Given passage |

-- start --

The problem now lies in the nature of the protest. Once violence is being deployed , I wouldn't even bother to call it a protest anymore.

The sad case is, many western media, while criticizing China for media censorship, they do not report such violent behaviours in Tibet. And many people watching such media propaganda, having very little knowledge about Tibet, simply believe that the Chinese troops are cracking down "innocent" and "peaceful" demonstrations.

To make things worse, some western media actually used fake pictures (e.g. pictures taken in Nepal or modified ones) to lie, beautify or simply deny the presence of riots in Tibet.

The bottom line is, once a protest turns into people-killing or car-burning riots, it should never get any support again no matter how strong or valid its argument is.


----------



## yiserexoica (Apr 18, 2007)

*Things you'll never see on CNN or BBC*

Worldwide pro-China protests
Sunday, 20 April, 2008

Several thousand Chinese have rallied in Paris, Britain, Berlin and Los Angeles in support of their country and against allegedly biased media coverage of the Olympic torch relay and unrest in Tibet.

In Los Angeles, police say up to 5,000 people gathered outside the Hollywood offices of broadcaster CNN in protest against one of the channel's commentators, Jack Cafferty, who described China as a "bunch of goons and thugs".

The channel has since apologised and said the April 9 remarks referred to the Chinese government, not the people, but the row only added to the anger felt by many Chinese worldwide following protests during the Olympic torch relay.

Media criticised

In Paris, up to 4,000 Chinese students and other expatriates gathered in the Place de la Republique wearing T-shirts daubed with the slogan "One China, One family" and brandishing signs critical of the western media, police says.

The protesters, who came from across France, unfurled a banner showing handicapped Chinese athletes who carried the torch during the chaotic relay through Paris last week, as they chanted "Beijing Olympic Games!" and "Go Peking!"

Chinese flags floated beneath heavy clouds along with a blue-white-and-red one symbolising French-Chinese friendship.

"We're demonstrating against the disinformation in the French and western media, to promote the Olympic Games and to construct a bridge between the French and Chinese people - and not a wall as the media do," says one of the rally's spokesmen, Thierry Liu.

Several French also joined the Paris rally including Joseph, 60, who says he travelled often to China and that he was "defending the right to the truth".

Protest outside BBC

More than 1,000 people, mainly students, also gathered outside the BBC's offices in Manchester, north-west England, while around 300 staged a demonstration outside the Houses of Parliament in London.

"I was in London ... during the torch relay on April 6 and we saw thousands of students coming from all over the UK just to support the torch relay and were really excited about that," London protester Becky Qin told BBC television.

"But when I went back to Cambridge and saw the recorded version of BBC News 24, we were disappointed to see nothing about the supporting groups at all.

"It was as if the torch was just struggling its way through London and it was all about how people were so resentful about it," she says, adding that the broadcaster had provided "blurry numbers" about how many people had died during March riots in Tibet.

Several hundred pro-Chinese activists also demonstrated in Berlin's Potsdamer Platz in the business district gripping banners with messages like "Media = untruths," and "China Olympia, one world, one dream".

-- end --

Tasks |
(a) Edit the forum thread about Tibet and media coverage, starting with "To make things" and going on through "its argument is.", so that "fake pictures" is replaced by "doctored images".
(b) Write a continuation of the forum thread about Tibet and media coverage, picking up after its last sentence.
The items after the forum thread about Tibet and media coverage are separate material with no link to it.

Record extracts |
-- start --

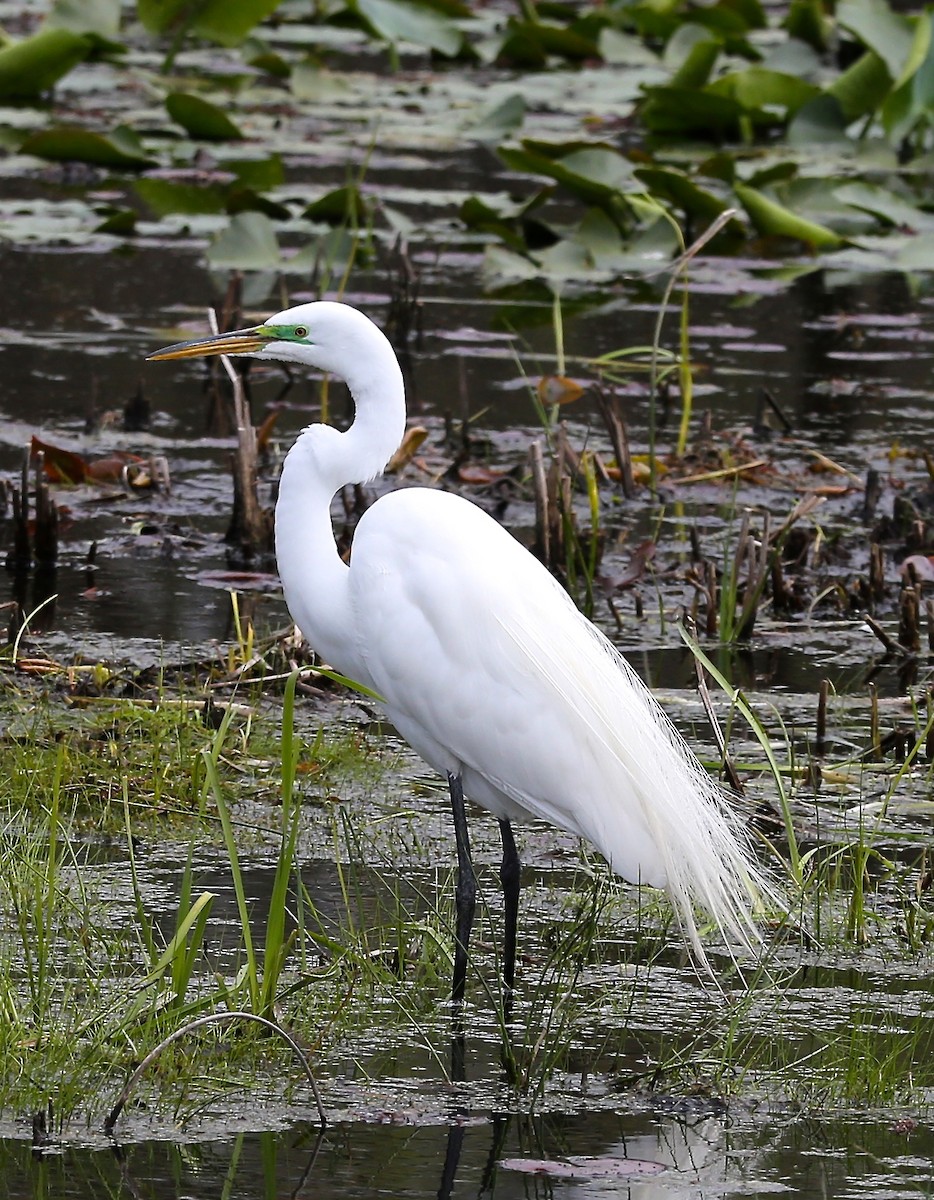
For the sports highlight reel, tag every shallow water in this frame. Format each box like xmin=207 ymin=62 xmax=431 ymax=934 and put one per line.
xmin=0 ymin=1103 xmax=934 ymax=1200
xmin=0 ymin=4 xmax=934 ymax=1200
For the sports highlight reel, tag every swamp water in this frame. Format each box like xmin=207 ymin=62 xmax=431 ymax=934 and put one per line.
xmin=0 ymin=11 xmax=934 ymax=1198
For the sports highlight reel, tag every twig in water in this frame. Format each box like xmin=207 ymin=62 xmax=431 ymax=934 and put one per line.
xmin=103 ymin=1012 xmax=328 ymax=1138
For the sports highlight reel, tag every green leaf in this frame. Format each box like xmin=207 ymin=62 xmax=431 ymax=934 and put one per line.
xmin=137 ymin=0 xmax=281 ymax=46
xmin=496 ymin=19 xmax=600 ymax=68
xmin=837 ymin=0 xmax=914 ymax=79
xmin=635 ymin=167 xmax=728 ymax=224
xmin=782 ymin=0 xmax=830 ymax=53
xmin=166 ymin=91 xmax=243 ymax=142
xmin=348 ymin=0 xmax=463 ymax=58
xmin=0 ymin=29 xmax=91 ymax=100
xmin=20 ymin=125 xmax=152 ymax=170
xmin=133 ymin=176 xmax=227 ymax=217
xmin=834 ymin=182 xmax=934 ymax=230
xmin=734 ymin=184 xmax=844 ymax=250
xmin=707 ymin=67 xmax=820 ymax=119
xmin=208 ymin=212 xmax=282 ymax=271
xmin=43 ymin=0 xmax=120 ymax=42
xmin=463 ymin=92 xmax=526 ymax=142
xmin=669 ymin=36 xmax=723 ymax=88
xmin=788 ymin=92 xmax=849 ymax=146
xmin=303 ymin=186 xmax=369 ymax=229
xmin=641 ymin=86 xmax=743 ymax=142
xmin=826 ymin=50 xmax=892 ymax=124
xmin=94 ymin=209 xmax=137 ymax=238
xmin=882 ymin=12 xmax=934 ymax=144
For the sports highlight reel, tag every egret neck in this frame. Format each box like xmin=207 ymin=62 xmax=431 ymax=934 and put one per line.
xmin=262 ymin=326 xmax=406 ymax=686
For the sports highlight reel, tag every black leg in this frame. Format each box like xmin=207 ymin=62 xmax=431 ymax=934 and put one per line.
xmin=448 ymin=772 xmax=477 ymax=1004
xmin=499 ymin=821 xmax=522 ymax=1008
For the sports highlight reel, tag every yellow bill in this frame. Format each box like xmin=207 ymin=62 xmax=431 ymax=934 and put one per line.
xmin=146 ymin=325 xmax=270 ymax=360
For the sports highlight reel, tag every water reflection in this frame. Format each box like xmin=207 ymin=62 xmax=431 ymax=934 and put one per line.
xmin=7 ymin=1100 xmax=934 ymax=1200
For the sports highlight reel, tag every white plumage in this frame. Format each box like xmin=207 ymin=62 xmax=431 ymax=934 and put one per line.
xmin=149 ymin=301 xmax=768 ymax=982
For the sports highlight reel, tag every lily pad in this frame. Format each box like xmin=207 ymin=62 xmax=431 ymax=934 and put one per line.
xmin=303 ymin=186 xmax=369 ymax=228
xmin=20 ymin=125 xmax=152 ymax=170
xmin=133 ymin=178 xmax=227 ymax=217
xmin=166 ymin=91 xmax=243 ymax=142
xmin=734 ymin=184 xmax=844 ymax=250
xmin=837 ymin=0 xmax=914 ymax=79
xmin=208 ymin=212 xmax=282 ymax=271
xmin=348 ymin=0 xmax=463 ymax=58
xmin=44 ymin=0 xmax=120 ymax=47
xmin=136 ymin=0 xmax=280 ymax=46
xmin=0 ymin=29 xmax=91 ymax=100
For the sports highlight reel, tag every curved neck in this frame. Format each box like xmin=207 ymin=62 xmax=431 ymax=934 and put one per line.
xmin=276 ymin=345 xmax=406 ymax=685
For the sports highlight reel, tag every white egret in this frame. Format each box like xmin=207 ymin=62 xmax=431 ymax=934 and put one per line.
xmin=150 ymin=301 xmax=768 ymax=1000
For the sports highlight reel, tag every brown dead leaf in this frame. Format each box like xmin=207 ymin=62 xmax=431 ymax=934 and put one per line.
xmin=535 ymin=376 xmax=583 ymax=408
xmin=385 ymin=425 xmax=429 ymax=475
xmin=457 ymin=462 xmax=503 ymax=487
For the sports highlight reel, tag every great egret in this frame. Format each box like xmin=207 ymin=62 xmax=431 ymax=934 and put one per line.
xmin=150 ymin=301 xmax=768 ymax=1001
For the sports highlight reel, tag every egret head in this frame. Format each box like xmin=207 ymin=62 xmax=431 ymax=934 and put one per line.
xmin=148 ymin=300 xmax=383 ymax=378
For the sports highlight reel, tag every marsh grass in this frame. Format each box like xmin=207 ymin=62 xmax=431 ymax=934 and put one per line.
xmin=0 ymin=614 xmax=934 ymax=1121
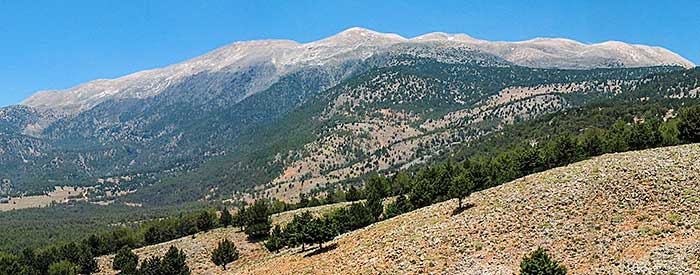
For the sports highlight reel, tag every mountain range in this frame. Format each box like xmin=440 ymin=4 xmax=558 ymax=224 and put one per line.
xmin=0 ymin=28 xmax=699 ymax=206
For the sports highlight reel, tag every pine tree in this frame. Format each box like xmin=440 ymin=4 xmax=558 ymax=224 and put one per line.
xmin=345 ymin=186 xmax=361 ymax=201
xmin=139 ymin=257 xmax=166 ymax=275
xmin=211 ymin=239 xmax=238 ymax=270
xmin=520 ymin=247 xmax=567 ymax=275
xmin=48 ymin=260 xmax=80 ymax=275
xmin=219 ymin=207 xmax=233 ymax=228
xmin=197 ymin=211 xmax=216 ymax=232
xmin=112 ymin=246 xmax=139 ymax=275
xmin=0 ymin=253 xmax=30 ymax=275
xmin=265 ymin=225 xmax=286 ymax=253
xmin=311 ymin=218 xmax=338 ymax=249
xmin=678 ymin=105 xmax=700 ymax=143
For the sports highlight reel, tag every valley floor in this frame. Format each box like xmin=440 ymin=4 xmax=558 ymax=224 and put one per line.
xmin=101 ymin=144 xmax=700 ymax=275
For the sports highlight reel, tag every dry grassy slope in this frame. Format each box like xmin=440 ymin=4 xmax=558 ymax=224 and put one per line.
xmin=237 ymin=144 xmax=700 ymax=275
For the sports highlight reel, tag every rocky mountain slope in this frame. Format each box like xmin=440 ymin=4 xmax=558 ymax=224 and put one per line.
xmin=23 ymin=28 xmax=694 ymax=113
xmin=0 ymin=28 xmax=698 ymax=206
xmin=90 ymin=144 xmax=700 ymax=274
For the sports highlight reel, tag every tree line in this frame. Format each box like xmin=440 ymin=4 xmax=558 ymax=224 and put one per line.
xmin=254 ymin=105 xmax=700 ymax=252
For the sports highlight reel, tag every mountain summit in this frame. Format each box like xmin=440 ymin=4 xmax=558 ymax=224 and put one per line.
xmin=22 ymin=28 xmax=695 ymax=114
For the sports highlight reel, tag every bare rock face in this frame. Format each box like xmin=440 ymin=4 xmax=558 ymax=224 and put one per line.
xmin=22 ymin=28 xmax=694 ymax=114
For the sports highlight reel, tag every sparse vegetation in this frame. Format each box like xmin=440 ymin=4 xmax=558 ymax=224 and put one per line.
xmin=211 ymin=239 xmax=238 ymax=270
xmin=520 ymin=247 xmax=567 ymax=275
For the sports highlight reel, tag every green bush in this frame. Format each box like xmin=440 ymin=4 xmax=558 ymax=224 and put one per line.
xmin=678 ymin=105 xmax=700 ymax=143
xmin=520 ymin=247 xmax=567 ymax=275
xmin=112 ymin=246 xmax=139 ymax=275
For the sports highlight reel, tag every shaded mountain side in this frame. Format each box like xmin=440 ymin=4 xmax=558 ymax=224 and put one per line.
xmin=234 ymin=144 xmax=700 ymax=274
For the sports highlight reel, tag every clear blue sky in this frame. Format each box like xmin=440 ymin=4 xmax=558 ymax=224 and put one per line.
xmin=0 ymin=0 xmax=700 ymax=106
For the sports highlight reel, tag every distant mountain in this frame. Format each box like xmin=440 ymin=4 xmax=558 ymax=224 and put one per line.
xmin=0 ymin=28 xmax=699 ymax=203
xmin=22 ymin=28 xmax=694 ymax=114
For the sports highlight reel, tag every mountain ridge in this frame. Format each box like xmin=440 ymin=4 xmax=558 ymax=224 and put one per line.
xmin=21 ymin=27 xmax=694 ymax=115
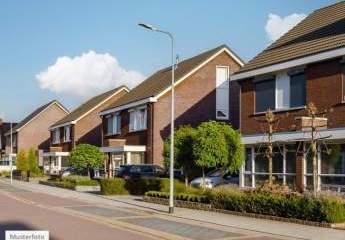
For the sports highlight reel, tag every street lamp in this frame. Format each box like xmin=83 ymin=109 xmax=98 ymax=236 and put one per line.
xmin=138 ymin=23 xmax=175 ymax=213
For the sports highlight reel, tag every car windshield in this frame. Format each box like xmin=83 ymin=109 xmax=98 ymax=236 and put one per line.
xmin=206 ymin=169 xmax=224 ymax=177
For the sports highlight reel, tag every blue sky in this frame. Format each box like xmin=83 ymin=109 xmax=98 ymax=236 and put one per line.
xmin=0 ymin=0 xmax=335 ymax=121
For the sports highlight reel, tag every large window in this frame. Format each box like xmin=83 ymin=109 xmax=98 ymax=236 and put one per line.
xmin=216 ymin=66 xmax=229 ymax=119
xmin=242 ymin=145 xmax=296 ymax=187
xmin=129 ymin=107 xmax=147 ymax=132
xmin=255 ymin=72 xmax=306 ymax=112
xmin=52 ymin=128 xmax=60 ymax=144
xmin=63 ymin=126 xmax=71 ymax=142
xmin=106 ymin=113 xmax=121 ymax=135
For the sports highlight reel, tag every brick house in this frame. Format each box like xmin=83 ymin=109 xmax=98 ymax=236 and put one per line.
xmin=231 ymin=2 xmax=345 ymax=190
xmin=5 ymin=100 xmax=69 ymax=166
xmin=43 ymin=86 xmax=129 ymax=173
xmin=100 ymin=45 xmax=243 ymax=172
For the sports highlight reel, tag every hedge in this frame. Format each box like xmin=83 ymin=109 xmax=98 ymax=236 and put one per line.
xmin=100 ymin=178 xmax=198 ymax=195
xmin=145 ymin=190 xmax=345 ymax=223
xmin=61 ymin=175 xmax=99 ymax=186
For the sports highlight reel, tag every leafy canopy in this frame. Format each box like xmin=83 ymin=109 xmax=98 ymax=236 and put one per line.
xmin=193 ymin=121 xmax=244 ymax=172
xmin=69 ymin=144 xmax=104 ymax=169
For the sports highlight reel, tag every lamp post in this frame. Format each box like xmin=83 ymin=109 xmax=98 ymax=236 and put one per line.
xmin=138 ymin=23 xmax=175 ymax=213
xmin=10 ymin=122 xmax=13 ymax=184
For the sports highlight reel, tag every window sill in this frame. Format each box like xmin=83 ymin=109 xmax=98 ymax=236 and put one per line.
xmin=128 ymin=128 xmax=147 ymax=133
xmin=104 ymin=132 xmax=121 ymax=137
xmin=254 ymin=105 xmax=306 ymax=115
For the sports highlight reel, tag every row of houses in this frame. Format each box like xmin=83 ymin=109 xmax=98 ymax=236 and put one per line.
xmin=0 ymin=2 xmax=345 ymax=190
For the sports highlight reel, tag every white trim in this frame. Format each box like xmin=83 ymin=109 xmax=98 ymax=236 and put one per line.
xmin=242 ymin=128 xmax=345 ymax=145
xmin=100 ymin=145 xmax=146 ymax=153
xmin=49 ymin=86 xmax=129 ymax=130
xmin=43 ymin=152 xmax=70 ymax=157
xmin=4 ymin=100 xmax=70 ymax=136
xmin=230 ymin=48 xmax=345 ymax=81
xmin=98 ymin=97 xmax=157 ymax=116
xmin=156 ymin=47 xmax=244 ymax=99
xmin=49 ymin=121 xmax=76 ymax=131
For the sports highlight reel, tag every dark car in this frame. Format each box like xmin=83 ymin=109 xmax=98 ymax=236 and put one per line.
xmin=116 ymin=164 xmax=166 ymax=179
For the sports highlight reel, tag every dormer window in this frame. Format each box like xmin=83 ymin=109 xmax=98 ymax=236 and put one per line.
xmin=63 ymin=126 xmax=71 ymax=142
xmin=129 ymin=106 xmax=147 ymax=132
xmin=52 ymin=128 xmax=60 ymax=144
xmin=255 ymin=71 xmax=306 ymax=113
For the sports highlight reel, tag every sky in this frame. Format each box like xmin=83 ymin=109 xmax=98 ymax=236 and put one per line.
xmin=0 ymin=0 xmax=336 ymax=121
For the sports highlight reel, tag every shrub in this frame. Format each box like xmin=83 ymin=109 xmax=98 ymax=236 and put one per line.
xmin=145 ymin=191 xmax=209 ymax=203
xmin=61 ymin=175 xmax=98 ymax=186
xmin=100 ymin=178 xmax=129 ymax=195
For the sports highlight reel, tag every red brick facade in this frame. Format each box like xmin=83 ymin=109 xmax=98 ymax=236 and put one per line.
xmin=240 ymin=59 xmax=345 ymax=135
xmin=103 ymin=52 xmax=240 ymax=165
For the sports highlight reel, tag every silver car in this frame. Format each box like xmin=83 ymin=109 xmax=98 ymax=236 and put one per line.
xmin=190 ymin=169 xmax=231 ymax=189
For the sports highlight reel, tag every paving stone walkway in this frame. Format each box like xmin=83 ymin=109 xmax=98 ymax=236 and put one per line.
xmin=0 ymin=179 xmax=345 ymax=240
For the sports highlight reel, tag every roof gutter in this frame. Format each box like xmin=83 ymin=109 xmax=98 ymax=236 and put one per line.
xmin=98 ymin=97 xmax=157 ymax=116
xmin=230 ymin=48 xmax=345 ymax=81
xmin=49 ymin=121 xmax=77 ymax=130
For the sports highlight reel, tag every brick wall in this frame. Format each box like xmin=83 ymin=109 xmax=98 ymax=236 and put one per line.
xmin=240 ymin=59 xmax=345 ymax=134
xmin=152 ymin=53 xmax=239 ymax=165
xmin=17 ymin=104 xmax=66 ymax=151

-- end --

Results for each task |
(a)
To make things worse, some western media actually used doctored images (e.g. pictures taken in Nepal or modified ones) to lie, beautify or simply deny the presence of riots in Tibet.

The bottom line is, once a protest turns into people-killing or car-burning riots, it should never get any support again no matter how strong or valid its argument is.

(b)
The protests come more than a week after torch relays in Paris and London were disrupted by activists critical of Beijing's human rights record and its recent crackdown on unrest in the Himalayan region of Tibet.

Economic boycotts proposed

The prospect of a boycott and the marred European legs of the torch relay have angered the Chinese government and prompted ordinary Chinese to call for boycotts of European products, including the French supermarket chain Carrefour.

Protests against Carrefour and France took place in five Chinese towns Saturday, as the Bangkok leg of the protest-hit Beijing Olympic torch relay ended largely trouble free.

In an interview with France's Le Journal du Dimanche weekly, a senior Carrefour executive, Jose Luis Duran, says the chain took the protests "very seriously," although he described them as small and localised and causing no significant impact to date on its bottom line. 
Source: AFP


----------



## japanese001 (Mar 17, 2007)

This bulletin board will be deleted by the Chinese government.:yes:


----------



## bonivison (Jan 17, 2007)

Come to China
See the situation in person
You may find the truth


----------



## yiserexoica (Apr 18, 2007)

japanese001 said:


> This bulletin board will be deleted by the Chinese government.:yes:


I only know the Chinese people can view this bulletin board whenever they want to.

I also know that the news above was censored by your government.

Cheers.


----------



## Golden Age (Dec 26, 2006)

yiserexoica said:


> Several thousand Chinese have rallied in Paris, Britain, Berlin and Los Angeles in support of their country and against allegedly biased media coverage of the Olympic torch relay and unrest in Tibet.
> 
> 
> > Have some of the Western news media used a double standard in commenting on the Chinese situation? Yes. Has some of the news coverage been one-sided and even misleading? Yes. Does this mean that all of the Western media is biased against China or, worse, conspire to damage China? Absolutely not.
> ...


----------



## princeofseoul (Jun 8, 2004)

kurklk said:


> .. and I firmly believe that *Tibet is, was and forever will be a part of China*.


You are free to believe what you want. However, to the best of my knowledge, Tibet was not invaded/occupied/annexed by the Chinese until 60 years ago. 

Further, it should be noted that the same arguments that China is using to claim that Tibet was part of China can also be used to claim that Mongolia or Korea were part of China in the past. Does this sound extreme? Well, the claim over Chinese ownership of Tibet is just as ludicrous.

http://www.freetibet.org/info/facts/fact15.html


----------



## yiserexoica (Apr 18, 2007)

gl22 said:


> i simply find silly about the chinese protests! the point is....the western media can say whatever they want in their own counry! why that brothers the chinese? i think, those chinese migrants and studetns in the rally have been discriminated in the west for too long, now they are just using this chance to chant for their anger! they r protesting for themslves simly!


Well.. talking about different voices to be heard in a society. Irony huh.

And regarding why western media bothered the Chinese, I believe the answer is simple - You don't criticize other countries for media censorship when you yourself is is covering up so many facts about Tibet.

And just in case some of you still don't get it. The Chinese see the Olympics as the *people*'s games, so any boycott of the games simply means a boycott to the Chinese people. And if the pro-Tibetan protestors were allowed to disrupt the torch relay (and even with force, unfortunately), I don't see why the Chinese students should not be protesting (and in a peaceful and civilized manner) against biased news coverage.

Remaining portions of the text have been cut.